[Action item] Once the images are set aside, return every entry exactly.

** Opening Records for this exercise block **

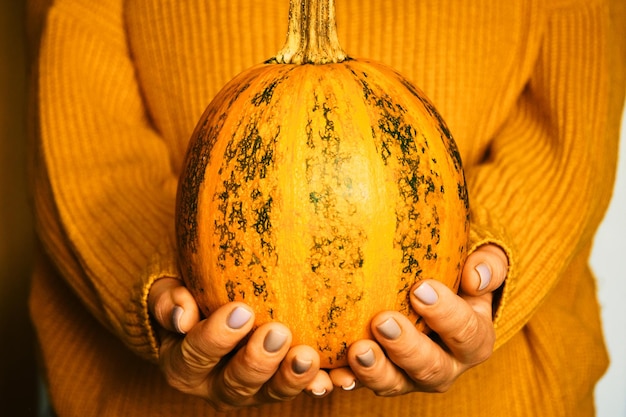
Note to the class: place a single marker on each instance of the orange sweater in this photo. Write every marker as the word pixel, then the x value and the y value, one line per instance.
pixel 532 91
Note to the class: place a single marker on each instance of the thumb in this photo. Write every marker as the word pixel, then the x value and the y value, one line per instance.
pixel 485 270
pixel 173 306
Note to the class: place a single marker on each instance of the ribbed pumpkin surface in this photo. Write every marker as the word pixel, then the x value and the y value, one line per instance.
pixel 318 195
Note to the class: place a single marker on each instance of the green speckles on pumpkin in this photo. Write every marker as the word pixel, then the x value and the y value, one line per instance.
pixel 336 255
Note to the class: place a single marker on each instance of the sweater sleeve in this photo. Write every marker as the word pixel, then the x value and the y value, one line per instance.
pixel 543 190
pixel 104 188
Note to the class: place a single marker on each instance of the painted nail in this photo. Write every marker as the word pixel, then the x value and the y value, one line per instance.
pixel 367 359
pixel 177 315
pixel 485 275
pixel 349 387
pixel 238 318
pixel 273 341
pixel 300 366
pixel 426 294
pixel 390 329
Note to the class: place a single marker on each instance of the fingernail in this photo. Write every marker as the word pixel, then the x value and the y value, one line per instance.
pixel 367 359
pixel 274 340
pixel 349 387
pixel 485 275
pixel 300 366
pixel 426 294
pixel 390 329
pixel 238 317
pixel 177 315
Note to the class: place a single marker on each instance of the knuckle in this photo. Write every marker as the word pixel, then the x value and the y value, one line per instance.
pixel 434 377
pixel 194 358
pixel 469 332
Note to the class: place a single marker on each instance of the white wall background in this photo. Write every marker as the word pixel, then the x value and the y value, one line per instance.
pixel 609 264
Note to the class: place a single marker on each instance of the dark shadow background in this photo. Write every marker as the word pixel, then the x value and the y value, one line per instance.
pixel 18 382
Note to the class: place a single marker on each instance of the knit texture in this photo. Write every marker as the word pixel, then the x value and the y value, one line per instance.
pixel 532 91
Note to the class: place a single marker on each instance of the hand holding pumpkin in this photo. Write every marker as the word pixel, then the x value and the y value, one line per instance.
pixel 404 360
pixel 210 362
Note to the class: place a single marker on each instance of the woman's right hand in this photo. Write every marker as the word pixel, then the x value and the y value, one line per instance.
pixel 214 359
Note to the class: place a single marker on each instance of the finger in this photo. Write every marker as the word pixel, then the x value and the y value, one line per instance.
pixel 254 364
pixel 376 371
pixel 344 378
pixel 484 270
pixel 321 385
pixel 428 366
pixel 173 306
pixel 463 324
pixel 187 363
pixel 296 372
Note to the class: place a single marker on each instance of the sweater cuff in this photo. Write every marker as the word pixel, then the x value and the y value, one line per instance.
pixel 163 264
pixel 486 229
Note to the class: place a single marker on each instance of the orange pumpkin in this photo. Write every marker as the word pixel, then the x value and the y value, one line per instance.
pixel 319 189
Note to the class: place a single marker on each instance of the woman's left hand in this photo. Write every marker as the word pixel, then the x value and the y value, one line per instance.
pixel 403 359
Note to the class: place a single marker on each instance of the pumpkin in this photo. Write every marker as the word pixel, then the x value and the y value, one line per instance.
pixel 319 189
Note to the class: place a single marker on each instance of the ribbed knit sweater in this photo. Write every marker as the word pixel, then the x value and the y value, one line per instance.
pixel 532 91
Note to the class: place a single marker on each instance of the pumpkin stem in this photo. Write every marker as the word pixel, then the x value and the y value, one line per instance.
pixel 311 34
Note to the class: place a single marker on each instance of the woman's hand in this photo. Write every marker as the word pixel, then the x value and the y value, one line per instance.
pixel 404 360
pixel 213 359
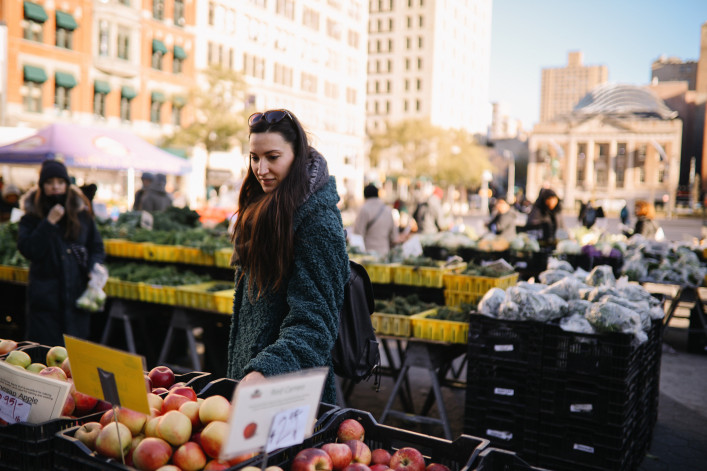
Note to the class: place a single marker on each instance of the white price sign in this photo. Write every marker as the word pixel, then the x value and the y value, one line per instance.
pixel 276 412
pixel 287 428
pixel 13 410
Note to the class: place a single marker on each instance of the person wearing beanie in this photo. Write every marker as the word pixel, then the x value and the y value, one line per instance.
pixel 155 197
pixel 375 223
pixel 59 237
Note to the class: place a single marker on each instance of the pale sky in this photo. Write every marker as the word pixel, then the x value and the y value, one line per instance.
pixel 625 35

** Closing Records for this exercise block **

[The answer]
Note to the class: place a single marker on each instance of the orange sweater in this photo. Write every marker as the word pixel, then the x value and the y value, one line per instance.
pixel 532 91
Note to the class: place a single marker on each instance of the thumb in this photo. Write every marker as the word pixel, then the x value and the y value, one line per instance.
pixel 485 270
pixel 173 306
Note to the class: place a single marker on each instance of the ribbed pumpkin surface in this photo. Write every marker as the word pixel, then the x value and the y value, one line per instance.
pixel 318 195
Note to the class: place a single marker on each instance of the green speckles on pumpkin in this photo. Write every marker as the word pixel, then the x value and the y value, one line per instance.
pixel 336 255
Note to the class: place a single marker on each instance of the sweater sleeve in this photo. Write every marker as the word pixel, then the x value and the y value, one line per instance.
pixel 543 190
pixel 104 188
Note to the class: place a single marker on each instance of the painted nail in this photo. Write every marker as the word pixel, then the x value and the y value, one line per instance.
pixel 367 359
pixel 177 315
pixel 485 275
pixel 349 387
pixel 238 318
pixel 273 341
pixel 300 366
pixel 426 294
pixel 390 329
Note to the class: place a single marker on each instance of the fingernail in this photo. Write every marker as the word pixel, then the x value and the y value, one line per instance.
pixel 367 359
pixel 274 340
pixel 349 387
pixel 485 275
pixel 300 366
pixel 426 294
pixel 390 329
pixel 238 317
pixel 177 315
Note to the class: place a single marker on each instance of the knuckle in this photo. Write every marker as the word pixel, then the x value and the y value, one line per instance.
pixel 434 377
pixel 194 358
pixel 469 332
Note to the class: place a single marker on each instance of the white wall background in this photo. Write every marker as the word pixel, then the x value and the y value, one line per instance.
pixel 609 264
Note to the class: place a single marker on each instance of the dark shadow background in this photo. Write every marker as the word pixel, then the x value and the y value, one line per instance.
pixel 18 382
Note to the class: place a single marker on each instance of the knit texture in this photo. Write every marker as the word pixel, then the x value and the y value, one line per instance.
pixel 532 91
Note to the class: place a single marker on each instance of the hand holding pumpkin in this photo. Write every marker as the word pixel, then the x value and the y value, one line per instance.
pixel 404 360
pixel 210 362
Note to the class: place a single marker on each instance of the woman's right hand in this photo. Write every marker as the word pixel, then the x value and the y value, one line per instance.
pixel 214 359
Note to the class: place a single marker on each instance of the finger in this photo. Write every marker as the word pixel, then the x value and the y value, one line per instance.
pixel 254 364
pixel 376 371
pixel 344 378
pixel 484 270
pixel 321 385
pixel 428 366
pixel 173 306
pixel 463 324
pixel 187 363
pixel 296 372
Note to the class: place a single marker on each instance of the sweater cuff in this photo. Write every marker as the word pixel, then the x value and the y value, one line per instance.
pixel 163 264
pixel 486 229
Note to the class: place a single marker on each instance of the orange pumpkin in this photo. Write every marker as the word pixel, then the x value and the y value, one line per instance.
pixel 319 189
Note to the class: place a single marker on each instance of the woman's left hand in this photo. Write every marker as the word pixel, then the x value and the y value, one line per instance.
pixel 403 359
Note to the class: place a single marker on each instance of the pumpkin in this photo. Write every marker as the word pixel, then the x value and the y value, one line per instance.
pixel 319 189
Note to the class: place a single marker on each instance of the ribbed knit sweater in this photo. Write every marker as the word pixel, then the x value and the y value, one line per instance.
pixel 532 91
Note to the class: place a single marker on each instance of the pumpkin stem in this photo. Write every marker as the word pixel, then the x value and the y value, one line per instance.
pixel 311 34
Note to the class: place a single marker on each instance of the woman's hand in this photo. Write every marker as the word pixel, then the x value and the y value, one line per instance.
pixel 404 360
pixel 213 359
Note to the class: place a single marker on each instance of the white price sign in this photo. Write every marker as the word pixel, then the x value and the y value, one line per instance.
pixel 276 412
pixel 287 428
pixel 13 410
Note to the class: place a single marker on each instance of the person wearing beanie in this photo. Write every marker as the word pixel, then the x value and the y value, one line per instance.
pixel 155 197
pixel 375 223
pixel 59 237
Note to the class: place a single marker on each instance of the pale sky in this photo. Write every marker as the word pixel, then the x value and the y value, one line per instance.
pixel 625 35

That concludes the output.